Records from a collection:
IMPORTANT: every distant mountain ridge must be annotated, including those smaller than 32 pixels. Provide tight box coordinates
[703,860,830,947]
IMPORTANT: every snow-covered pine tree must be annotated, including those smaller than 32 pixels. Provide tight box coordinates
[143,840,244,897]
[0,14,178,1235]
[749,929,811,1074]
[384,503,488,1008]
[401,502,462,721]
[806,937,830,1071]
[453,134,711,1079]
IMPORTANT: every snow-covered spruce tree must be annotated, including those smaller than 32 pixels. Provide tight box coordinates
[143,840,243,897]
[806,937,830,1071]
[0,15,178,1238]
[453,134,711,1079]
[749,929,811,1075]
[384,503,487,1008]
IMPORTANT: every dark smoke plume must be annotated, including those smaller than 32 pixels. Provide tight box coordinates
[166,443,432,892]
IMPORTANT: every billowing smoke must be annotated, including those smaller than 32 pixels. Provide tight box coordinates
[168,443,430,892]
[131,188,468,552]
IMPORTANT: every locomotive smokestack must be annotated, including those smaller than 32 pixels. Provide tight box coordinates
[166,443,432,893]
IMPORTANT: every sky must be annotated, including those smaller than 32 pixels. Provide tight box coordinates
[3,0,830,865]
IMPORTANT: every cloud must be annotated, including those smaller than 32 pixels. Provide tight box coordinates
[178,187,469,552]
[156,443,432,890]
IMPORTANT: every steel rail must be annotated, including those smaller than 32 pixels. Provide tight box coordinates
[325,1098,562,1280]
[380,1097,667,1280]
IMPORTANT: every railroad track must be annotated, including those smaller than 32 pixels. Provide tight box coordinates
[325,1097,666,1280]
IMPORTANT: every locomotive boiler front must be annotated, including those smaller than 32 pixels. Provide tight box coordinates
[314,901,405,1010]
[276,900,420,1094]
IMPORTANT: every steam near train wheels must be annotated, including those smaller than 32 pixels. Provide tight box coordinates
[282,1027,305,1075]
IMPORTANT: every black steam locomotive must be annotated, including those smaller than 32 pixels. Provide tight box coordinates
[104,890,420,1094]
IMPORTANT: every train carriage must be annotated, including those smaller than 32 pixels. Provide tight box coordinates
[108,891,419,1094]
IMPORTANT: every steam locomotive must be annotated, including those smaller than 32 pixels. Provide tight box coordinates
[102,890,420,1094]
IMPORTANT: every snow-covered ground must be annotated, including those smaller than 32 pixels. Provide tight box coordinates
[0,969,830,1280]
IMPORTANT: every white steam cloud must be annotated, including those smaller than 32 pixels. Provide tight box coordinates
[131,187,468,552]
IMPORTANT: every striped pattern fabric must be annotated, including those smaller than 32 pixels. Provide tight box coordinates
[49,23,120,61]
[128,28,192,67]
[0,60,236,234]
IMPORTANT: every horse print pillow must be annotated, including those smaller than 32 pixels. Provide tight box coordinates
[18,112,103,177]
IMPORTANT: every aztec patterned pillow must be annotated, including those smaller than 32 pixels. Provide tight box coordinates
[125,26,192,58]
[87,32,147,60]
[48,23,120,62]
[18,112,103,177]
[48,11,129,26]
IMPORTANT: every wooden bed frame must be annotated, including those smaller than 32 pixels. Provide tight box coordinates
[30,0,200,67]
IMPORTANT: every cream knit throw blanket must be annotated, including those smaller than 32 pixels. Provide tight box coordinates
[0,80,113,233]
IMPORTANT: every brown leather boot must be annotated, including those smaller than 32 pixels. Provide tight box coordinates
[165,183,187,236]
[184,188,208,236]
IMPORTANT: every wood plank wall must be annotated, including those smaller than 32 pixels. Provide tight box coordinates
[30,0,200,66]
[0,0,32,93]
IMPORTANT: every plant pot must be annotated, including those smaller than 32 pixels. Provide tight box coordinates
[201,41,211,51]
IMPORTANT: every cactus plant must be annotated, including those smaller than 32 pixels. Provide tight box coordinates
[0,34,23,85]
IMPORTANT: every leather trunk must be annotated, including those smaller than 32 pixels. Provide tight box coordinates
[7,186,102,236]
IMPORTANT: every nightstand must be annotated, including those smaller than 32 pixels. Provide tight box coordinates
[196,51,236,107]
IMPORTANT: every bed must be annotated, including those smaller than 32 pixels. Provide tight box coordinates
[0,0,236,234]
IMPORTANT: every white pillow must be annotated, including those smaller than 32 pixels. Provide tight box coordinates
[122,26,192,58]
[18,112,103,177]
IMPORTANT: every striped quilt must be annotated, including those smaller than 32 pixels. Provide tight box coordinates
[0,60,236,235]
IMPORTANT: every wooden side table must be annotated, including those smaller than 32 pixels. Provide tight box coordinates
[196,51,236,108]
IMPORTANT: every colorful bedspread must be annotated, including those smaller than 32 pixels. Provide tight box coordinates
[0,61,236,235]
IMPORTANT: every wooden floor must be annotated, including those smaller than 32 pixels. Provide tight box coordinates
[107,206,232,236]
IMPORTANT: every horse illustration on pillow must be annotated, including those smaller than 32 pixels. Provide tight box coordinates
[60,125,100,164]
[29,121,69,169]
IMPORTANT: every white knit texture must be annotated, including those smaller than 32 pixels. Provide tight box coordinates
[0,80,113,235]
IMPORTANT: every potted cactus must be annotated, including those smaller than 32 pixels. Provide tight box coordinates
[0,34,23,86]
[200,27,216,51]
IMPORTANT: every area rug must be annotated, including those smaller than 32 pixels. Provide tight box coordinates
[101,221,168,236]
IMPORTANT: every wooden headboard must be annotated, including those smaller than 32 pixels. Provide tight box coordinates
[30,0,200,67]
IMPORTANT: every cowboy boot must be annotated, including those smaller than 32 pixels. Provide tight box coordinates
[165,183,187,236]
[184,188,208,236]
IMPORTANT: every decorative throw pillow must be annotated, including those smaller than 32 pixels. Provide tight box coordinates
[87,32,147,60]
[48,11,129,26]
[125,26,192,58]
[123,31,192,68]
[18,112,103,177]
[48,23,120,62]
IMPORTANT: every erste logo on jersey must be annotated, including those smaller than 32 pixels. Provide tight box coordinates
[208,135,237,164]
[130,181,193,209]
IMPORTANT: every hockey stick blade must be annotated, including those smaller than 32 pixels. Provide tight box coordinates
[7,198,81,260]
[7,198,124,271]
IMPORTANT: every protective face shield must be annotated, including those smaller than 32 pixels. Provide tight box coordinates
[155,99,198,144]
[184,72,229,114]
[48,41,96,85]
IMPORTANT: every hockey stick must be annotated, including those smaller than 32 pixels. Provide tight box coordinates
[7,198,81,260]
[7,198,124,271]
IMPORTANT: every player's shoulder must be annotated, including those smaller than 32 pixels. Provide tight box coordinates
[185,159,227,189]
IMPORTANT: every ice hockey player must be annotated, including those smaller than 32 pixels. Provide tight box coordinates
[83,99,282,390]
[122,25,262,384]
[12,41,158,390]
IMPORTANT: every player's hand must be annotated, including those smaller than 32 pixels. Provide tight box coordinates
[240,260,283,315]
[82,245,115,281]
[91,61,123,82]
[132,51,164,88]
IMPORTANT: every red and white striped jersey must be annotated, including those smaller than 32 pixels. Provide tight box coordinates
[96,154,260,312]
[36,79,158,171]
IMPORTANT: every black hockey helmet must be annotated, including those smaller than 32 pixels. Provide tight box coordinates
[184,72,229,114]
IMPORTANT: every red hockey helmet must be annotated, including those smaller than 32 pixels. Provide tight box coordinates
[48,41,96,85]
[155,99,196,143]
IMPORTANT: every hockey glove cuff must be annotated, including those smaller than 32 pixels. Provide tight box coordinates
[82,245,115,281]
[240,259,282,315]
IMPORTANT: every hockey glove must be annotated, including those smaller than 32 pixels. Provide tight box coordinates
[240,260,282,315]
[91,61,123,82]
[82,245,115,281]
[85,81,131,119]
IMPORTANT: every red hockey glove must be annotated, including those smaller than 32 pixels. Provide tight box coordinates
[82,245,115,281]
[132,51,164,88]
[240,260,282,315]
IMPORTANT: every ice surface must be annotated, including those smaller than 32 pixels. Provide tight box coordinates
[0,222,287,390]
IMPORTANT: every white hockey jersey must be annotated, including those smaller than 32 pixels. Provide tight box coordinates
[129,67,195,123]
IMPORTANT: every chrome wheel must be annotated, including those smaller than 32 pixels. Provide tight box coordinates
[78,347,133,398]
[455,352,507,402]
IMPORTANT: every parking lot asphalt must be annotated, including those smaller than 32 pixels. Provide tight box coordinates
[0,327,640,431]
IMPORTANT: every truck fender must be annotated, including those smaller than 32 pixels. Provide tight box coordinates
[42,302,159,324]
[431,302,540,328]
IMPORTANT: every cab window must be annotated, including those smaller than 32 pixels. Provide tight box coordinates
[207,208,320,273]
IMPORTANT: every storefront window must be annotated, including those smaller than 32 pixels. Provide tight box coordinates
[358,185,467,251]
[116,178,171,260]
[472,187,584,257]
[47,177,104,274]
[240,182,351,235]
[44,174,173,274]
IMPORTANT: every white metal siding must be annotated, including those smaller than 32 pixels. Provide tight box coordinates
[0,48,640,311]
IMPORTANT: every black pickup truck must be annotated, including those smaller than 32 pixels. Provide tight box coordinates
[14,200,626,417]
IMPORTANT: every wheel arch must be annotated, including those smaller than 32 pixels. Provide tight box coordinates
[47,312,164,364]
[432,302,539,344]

Task goal: Extract every line of the entries above that contains the word "window".

Solution for this problem:
IMPORTANT: every cab window must be annotated, including those smaller than 32 pixels. Provide tight box coordinates
IMPORTANT: every storefront window must be annotated, including those smaller than 32 pixels. Provide tight box coordinates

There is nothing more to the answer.